### Given passage
Brent Hamling

A Healthcare Engineering Spotlight on Brent Hamling

March 8, 2024

In the world of healthcare facility design, where precision and compassion intersect, electrical engineer Brent Hamling, PE, has carved a niche for himself in healthcare lighting expertise.  His career has included impactful projects, innovative solutions, and a keen eye for merging technical expertise with human-centric needs.

Brent keenly understands the differences when designing for healthcare versus other industries in the need for designs that blend functionality with a welcoming atmosphere.

“Healthcare facilities have some of the most stringent and far-reaching codes and standards in the industry compared to other types of construction,” he said. “Healthcare facilities are visited by almost everyone, from the youngest to the oldest in our society. I feel that healthcare facilities are unique in that regard. The design must consider the functionality of the space for everyday occupants and feel welcoming and comfortable for the patients, whether they visit frequently or infrequently. Not everyone visits a corporate headquarters, bank, or typical office building, but almost everyone experiences a clinic or hospital at some point.”

### Input data
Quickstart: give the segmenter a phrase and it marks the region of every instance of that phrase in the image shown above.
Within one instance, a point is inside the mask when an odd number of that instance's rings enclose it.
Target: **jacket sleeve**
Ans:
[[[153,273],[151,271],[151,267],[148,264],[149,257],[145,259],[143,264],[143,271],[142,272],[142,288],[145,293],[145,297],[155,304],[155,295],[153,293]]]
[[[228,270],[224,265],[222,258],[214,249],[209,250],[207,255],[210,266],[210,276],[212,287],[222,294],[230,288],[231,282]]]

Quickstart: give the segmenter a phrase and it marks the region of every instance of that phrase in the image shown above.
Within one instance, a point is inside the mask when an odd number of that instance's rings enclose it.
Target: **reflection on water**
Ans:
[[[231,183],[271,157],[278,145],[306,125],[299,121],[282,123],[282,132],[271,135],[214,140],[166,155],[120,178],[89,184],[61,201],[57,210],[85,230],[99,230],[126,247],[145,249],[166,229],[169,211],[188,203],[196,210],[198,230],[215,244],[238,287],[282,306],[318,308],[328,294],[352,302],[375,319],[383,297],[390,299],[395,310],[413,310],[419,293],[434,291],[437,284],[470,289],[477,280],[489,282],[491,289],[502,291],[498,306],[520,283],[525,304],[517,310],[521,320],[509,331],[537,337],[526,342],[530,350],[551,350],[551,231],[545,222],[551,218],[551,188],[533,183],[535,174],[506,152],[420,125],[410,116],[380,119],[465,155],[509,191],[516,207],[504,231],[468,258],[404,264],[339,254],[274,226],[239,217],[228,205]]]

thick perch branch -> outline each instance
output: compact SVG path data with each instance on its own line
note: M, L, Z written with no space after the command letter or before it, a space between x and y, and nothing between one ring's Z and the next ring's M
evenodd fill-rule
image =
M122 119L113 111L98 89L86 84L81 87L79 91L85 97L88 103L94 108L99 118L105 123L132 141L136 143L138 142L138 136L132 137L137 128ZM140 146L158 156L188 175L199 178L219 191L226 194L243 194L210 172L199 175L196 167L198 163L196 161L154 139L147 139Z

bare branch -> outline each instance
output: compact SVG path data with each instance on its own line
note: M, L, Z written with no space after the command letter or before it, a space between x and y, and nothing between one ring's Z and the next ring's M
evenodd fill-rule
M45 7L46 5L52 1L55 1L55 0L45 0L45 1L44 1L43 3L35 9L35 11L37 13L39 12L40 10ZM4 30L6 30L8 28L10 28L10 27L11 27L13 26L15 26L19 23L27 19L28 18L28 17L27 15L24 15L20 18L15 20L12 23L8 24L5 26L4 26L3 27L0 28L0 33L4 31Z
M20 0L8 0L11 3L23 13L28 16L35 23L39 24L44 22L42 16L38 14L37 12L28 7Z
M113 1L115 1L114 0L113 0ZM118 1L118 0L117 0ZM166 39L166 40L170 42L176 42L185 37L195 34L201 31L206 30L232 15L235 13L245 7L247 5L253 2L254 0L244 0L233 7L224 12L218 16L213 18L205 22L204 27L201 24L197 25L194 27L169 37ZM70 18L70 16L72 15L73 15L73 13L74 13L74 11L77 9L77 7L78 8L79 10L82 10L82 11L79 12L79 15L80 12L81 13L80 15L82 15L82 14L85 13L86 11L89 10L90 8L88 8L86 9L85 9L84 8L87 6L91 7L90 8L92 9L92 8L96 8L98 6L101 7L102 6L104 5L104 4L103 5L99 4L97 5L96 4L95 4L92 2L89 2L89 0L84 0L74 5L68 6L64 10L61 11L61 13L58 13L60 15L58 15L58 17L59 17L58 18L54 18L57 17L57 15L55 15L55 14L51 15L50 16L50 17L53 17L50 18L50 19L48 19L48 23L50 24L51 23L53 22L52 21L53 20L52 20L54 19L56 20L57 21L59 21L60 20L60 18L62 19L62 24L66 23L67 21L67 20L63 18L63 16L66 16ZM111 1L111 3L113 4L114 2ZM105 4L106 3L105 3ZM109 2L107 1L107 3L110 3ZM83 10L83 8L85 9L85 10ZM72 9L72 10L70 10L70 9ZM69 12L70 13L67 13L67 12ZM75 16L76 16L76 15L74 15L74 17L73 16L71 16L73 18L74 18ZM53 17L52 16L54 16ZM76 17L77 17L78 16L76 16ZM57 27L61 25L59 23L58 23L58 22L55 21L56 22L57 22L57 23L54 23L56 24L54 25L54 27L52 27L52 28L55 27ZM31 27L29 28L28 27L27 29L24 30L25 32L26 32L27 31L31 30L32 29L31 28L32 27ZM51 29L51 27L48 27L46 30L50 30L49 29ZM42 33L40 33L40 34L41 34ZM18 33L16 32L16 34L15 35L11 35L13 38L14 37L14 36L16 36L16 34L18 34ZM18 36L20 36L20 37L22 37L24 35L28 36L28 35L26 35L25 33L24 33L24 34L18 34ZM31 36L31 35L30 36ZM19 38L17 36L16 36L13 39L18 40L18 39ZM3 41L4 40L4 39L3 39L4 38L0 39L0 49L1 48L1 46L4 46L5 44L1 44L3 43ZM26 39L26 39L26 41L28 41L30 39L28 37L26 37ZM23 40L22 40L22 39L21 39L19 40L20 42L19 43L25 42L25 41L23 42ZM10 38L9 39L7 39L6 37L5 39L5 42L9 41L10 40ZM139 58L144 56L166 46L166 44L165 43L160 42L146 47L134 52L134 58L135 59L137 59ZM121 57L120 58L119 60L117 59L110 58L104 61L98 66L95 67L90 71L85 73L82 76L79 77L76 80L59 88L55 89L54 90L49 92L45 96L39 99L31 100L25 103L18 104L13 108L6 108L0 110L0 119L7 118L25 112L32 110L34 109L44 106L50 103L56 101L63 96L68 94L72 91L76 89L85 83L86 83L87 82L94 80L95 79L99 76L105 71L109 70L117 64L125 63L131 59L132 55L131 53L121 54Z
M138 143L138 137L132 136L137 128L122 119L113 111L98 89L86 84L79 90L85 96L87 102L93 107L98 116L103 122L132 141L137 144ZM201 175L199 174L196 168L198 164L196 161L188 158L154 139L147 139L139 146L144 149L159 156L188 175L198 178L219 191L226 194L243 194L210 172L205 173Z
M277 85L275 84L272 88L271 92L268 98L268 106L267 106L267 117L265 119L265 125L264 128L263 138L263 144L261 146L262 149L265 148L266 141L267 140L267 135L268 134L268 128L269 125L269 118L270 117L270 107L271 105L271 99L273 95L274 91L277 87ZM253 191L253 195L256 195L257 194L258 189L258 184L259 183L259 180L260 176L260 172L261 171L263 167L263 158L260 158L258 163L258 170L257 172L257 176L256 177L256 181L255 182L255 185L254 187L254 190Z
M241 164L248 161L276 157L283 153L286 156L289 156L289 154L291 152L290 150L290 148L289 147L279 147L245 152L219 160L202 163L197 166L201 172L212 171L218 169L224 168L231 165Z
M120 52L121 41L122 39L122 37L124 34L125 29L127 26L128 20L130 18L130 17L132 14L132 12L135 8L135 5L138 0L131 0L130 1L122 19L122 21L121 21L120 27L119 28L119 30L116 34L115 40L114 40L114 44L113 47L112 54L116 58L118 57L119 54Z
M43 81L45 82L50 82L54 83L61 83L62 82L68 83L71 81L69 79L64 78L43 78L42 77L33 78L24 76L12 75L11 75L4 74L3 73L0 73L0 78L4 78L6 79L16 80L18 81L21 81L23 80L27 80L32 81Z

### Problem
In the Brent Hamling spotlight, who does Hamling say visits healthcare facilities?

### Solution
Almost everyone, from the youngest to the oldest in our society.